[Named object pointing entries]
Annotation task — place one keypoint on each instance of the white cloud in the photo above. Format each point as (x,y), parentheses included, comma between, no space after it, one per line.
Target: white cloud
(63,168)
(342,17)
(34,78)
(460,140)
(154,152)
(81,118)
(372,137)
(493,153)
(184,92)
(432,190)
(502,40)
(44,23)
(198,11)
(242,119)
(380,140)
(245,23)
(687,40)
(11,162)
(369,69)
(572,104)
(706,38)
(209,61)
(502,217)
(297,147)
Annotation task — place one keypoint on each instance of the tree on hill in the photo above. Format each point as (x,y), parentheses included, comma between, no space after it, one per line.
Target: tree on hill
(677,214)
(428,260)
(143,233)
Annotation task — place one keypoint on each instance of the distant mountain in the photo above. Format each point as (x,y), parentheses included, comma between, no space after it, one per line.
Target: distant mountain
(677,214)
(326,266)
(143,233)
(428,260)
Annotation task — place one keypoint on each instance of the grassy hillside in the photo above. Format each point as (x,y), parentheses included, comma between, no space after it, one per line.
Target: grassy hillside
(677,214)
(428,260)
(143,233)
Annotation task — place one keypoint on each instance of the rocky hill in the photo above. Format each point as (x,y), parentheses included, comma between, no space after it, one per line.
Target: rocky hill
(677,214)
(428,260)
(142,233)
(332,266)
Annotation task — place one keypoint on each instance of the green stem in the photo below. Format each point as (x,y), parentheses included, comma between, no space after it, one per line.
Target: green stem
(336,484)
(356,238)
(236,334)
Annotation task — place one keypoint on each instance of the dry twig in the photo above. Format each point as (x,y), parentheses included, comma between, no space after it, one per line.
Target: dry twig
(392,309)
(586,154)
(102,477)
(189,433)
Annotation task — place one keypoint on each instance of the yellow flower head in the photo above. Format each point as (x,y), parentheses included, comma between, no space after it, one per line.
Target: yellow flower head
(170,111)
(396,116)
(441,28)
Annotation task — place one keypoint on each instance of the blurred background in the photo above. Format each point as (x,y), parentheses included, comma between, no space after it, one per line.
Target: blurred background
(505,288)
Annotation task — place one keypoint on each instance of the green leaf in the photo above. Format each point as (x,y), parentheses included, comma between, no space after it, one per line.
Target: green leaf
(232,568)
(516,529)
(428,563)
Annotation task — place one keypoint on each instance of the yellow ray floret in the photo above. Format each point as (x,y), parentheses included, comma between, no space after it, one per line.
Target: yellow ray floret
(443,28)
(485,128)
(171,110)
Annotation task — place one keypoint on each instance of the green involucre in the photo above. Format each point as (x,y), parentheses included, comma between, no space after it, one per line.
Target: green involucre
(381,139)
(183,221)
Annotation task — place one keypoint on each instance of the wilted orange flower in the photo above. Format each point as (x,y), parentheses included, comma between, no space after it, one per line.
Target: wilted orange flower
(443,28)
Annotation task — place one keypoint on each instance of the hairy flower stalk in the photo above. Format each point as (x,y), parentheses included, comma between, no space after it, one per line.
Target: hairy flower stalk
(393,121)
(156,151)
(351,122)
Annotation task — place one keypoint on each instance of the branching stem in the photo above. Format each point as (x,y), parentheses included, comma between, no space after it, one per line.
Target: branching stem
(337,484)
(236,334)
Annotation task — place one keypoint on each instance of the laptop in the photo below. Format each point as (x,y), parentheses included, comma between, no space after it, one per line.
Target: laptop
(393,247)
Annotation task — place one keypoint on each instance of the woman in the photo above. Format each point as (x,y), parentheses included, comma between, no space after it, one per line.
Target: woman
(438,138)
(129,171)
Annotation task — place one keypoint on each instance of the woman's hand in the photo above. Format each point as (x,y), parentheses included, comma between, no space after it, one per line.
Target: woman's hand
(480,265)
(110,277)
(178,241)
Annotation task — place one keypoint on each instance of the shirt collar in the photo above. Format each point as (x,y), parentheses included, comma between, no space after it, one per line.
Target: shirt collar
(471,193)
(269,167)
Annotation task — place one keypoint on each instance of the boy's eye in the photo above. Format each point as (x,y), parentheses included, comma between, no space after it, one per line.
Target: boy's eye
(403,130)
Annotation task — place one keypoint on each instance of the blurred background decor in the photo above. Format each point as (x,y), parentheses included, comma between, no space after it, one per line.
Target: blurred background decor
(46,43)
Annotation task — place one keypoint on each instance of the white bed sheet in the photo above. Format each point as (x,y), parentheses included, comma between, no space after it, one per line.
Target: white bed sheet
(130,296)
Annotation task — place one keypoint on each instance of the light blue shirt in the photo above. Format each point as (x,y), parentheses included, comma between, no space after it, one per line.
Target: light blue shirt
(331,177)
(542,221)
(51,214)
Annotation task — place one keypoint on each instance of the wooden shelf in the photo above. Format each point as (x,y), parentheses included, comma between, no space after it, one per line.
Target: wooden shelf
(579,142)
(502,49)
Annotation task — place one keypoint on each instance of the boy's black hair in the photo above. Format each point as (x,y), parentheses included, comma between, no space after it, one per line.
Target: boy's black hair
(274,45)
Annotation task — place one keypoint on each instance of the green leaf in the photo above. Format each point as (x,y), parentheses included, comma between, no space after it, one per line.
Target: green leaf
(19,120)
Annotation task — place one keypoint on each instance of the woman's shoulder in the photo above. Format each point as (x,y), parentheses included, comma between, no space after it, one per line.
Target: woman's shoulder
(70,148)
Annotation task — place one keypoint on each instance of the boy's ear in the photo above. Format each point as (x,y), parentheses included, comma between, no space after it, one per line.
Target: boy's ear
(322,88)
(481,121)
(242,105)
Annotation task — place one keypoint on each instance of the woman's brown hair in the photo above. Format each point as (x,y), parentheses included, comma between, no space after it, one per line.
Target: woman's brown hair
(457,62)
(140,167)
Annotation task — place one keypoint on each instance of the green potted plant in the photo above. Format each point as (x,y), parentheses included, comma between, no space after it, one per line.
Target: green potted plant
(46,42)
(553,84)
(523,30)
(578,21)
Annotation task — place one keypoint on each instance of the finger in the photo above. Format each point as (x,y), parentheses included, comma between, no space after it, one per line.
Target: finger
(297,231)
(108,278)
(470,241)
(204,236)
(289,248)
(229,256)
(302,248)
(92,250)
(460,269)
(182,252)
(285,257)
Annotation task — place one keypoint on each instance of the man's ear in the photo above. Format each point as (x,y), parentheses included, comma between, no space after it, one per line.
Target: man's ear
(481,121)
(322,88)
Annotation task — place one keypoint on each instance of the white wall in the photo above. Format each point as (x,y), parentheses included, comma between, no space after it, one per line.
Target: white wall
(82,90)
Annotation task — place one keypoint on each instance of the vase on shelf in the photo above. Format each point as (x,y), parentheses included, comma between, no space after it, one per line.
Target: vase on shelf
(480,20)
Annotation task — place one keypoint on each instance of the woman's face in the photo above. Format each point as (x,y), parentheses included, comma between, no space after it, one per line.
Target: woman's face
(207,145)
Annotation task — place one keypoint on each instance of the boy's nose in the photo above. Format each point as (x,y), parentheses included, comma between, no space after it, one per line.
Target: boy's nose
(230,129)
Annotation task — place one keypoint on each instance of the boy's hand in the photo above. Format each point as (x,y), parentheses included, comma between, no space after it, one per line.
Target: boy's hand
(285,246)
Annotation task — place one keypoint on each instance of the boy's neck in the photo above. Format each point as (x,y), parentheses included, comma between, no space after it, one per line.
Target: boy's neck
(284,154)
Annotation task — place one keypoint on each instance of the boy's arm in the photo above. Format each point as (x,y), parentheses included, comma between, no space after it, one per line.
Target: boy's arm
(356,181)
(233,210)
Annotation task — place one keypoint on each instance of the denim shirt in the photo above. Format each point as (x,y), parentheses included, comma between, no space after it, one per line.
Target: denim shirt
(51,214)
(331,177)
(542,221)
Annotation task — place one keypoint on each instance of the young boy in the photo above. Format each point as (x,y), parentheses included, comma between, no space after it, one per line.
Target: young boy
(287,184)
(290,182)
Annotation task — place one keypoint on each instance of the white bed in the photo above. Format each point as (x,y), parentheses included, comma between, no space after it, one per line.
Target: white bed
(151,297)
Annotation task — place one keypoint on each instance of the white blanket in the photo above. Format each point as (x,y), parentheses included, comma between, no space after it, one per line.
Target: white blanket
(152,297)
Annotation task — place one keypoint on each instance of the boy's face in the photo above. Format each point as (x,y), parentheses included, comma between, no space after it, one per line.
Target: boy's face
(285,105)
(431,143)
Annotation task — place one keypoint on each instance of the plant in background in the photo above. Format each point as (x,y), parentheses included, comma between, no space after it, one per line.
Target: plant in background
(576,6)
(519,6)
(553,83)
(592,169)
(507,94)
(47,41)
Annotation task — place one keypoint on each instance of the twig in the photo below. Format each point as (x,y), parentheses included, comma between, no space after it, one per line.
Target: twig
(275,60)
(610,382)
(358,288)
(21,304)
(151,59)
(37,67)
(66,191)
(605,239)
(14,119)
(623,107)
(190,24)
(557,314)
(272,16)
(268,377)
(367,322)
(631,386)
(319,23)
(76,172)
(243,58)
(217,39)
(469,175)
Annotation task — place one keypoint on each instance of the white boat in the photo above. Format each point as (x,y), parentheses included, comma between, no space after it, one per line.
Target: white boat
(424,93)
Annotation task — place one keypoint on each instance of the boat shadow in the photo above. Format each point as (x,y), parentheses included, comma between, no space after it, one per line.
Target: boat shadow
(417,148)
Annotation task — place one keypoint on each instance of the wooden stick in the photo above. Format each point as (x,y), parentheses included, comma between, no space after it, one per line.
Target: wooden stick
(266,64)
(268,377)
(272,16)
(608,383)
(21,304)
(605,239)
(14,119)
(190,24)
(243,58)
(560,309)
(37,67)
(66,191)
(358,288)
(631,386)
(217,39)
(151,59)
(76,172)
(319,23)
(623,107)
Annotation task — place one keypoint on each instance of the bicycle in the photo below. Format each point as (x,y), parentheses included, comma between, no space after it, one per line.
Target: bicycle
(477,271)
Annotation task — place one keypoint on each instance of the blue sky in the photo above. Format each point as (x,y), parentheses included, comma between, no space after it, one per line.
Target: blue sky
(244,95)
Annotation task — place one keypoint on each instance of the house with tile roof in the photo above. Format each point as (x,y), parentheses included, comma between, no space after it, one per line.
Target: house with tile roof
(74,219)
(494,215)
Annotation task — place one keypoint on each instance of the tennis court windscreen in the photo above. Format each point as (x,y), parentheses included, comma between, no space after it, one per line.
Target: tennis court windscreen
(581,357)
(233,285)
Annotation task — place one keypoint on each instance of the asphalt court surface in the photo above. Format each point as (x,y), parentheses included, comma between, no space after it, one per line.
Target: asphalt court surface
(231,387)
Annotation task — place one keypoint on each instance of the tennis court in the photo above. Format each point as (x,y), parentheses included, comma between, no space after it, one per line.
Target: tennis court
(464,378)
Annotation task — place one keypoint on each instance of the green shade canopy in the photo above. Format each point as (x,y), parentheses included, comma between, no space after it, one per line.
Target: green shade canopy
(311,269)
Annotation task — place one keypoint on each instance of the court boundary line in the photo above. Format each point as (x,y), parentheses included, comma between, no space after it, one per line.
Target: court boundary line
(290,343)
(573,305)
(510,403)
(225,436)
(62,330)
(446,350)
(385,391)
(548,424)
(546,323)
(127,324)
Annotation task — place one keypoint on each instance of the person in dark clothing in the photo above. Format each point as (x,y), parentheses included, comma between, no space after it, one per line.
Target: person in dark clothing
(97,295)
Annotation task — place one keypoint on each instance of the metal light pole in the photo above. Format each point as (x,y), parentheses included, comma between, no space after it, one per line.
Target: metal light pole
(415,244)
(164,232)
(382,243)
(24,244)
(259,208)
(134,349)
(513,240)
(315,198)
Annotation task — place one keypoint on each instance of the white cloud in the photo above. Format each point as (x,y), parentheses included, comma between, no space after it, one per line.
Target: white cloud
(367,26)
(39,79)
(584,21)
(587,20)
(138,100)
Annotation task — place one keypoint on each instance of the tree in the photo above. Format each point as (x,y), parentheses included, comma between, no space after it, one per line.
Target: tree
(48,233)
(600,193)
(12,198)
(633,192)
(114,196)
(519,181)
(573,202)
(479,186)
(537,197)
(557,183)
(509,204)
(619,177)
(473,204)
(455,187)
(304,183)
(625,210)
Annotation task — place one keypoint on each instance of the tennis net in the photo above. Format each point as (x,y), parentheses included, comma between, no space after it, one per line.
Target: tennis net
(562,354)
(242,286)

[TASK TO COMPLETE] Return the lines above, from the one containing "the tree in" to the end, exactly as they stand.

[TASK OUTPUT]
Annotation task — place one keypoint on each instance of the tree in the photo above. Format each point as (x,y), parentheses included, comma between, no space after it, one per line.
Target: tree
(48,233)
(600,193)
(12,198)
(633,192)
(114,196)
(519,181)
(573,202)
(479,186)
(537,197)
(557,183)
(509,204)
(619,177)
(473,204)
(455,187)
(304,183)
(625,210)
Annotation task — place one keypoint on each instance of the tennis net in the photo above. Format each point as (x,y), parentheses included, comma between, no space after it, one per line.
Target: tennis net
(562,354)
(242,286)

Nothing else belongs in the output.